Lebendiges Judentum im besten Sinn

Perfektes Beispiel für die Verschmelzung mit anderen Gemeinden: In der Familie Habif leben die sefardische, die aschkenasische und die kubanisch-jüdische Tradition fort. © PRIVAT

Die Entwicklung der jüdischen Gemeinden in den US-Metropolen New York, Los Angeles und Miami.

Von Danielle Spera

Im Judentum kann man die verschiedensten Ausprägungen erleben: orthodox, konservativ oder liberal. Gleichzeitig leben viele Jüdinnen und Juden völlig säkular und nehmen Angebote der verschiedenen Gemeinden nicht an. Das diverse jüdische Leben erfährt man am besten in New York, der Metropole mit dem größten Bevölkerungsanteil an Jüdinnen und Juden weltweit. 18 Prozent der knapp 8,8 Millionen Einwohner der Stadt sind jüdisch. Vor allem ist es hier die große Diversität, die die Faszination dieser Bevölkerungsgruppe ausmacht. Von streng orthodoxen Gruppen, die ganze Stadtviertel bewohnen und dort leben wie früher im Schtetl, bis hin zu den LGBTIQ-Gruppierungen, findet man hier ein beeindruckendes Gemenge an den unterschiedlichsten jüdischen Gemeinschaften. In New York kann man über Jahre hinweg an jedem Freitag eine andere Synagoge besuchen und wird in jeder ein völlig anderes jüdisches Gemeindeleben erfahren. Unter den mehr als tausend Synagogen gleicht keine der anderen.

Aufgabe 1:
Fasse den Artikel in zwei Sätzen zusammen.

Auflistung:
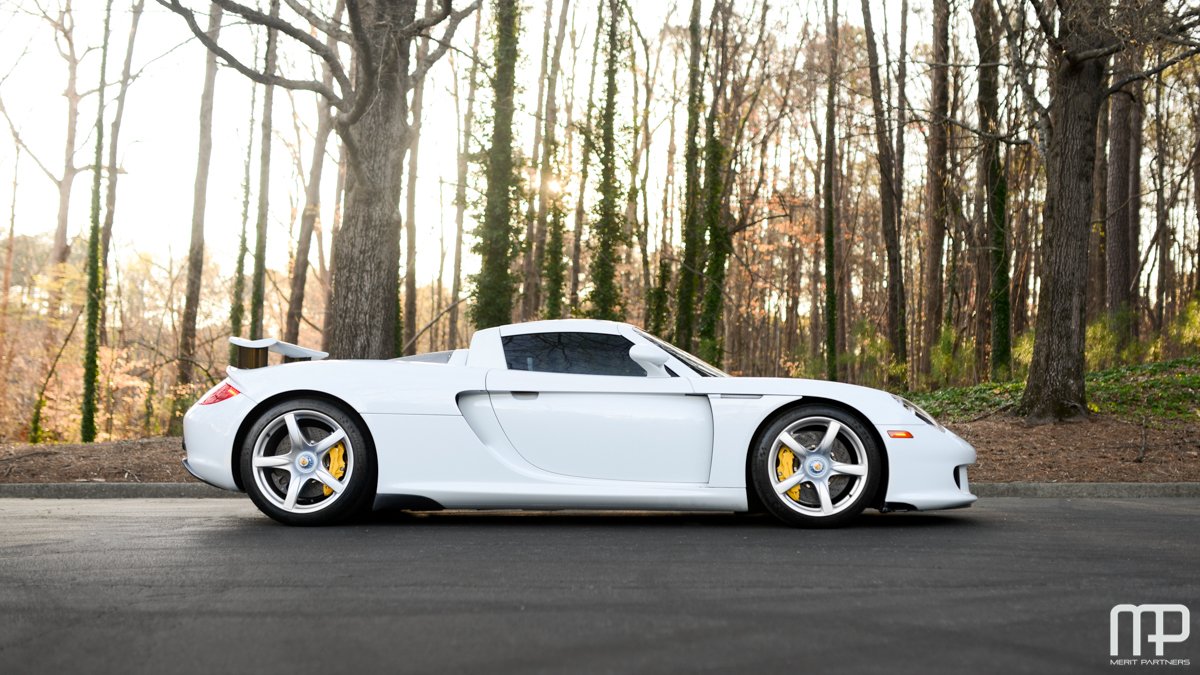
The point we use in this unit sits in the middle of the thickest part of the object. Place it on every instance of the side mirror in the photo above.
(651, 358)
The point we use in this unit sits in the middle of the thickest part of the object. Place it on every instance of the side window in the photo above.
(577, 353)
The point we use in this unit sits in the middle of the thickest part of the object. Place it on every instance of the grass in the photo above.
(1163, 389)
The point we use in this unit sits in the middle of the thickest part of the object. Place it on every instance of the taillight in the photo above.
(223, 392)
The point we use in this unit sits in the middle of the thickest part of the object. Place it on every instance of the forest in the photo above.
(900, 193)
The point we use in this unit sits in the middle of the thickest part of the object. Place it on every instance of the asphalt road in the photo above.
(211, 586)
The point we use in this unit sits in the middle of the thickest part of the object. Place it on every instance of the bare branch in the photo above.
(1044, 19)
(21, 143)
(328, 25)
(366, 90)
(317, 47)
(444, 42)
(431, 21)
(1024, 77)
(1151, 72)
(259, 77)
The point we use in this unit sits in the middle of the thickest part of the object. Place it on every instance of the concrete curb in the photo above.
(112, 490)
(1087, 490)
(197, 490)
==
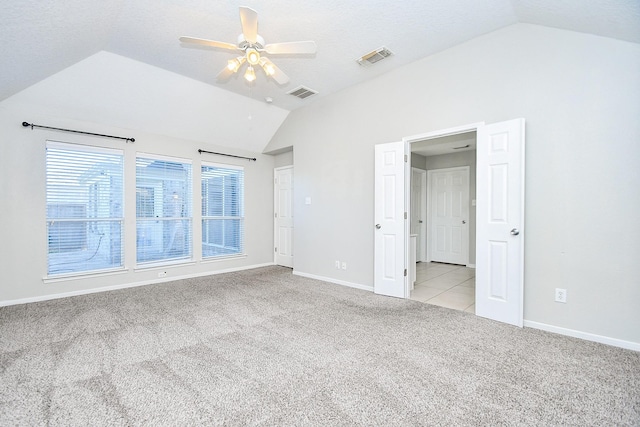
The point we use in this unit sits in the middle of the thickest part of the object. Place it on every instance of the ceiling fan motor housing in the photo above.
---
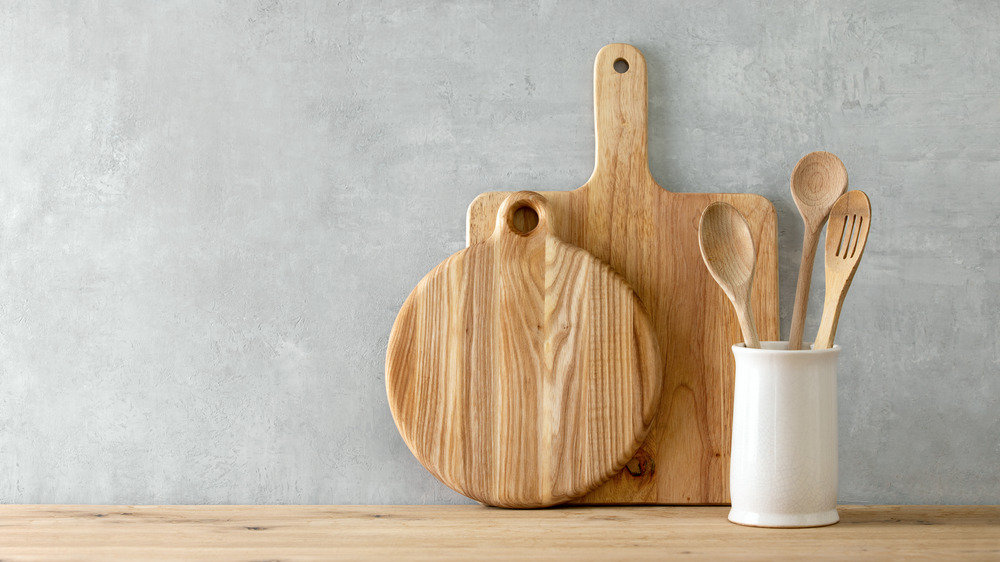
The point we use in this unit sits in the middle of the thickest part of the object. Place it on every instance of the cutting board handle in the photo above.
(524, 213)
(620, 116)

Aufgabe 2:
Führe jede Zeile der Datensätze auf, in der die Zeichenfolge „side“ vorkommt, wobei Groß- und Kleinschreibung zu beachten ist.

Musterlösung 1:
Das Judentum zeigt sich in orthodoxen, konservativen und liberalen Ausprägungen, zugleich leben viele Jüdinnen und Juden völlig säkular und nehmen die Angebote der Gemeinden nicht an. Am besten erfährt man diese Vielfalt in New York, wo 18 Prozent der knapp 8,8 Millionen Einwohner jüdisch sind und die Gemeinschaften von streng orthodoxen Gruppen bis zu LGBTIQ-Gruppierungen reichen; unter den mehr als tausend Synagogen gleicht keine der anderen.

Musterlösung 2:
The point we use in this unit sits in the middle of the thickest part of the object. Place it on every instance of the side mirror in the photo above.
The point we use in this unit sits in the middle of the thickest part of the object. Place it on every instance of the side window in the photo above.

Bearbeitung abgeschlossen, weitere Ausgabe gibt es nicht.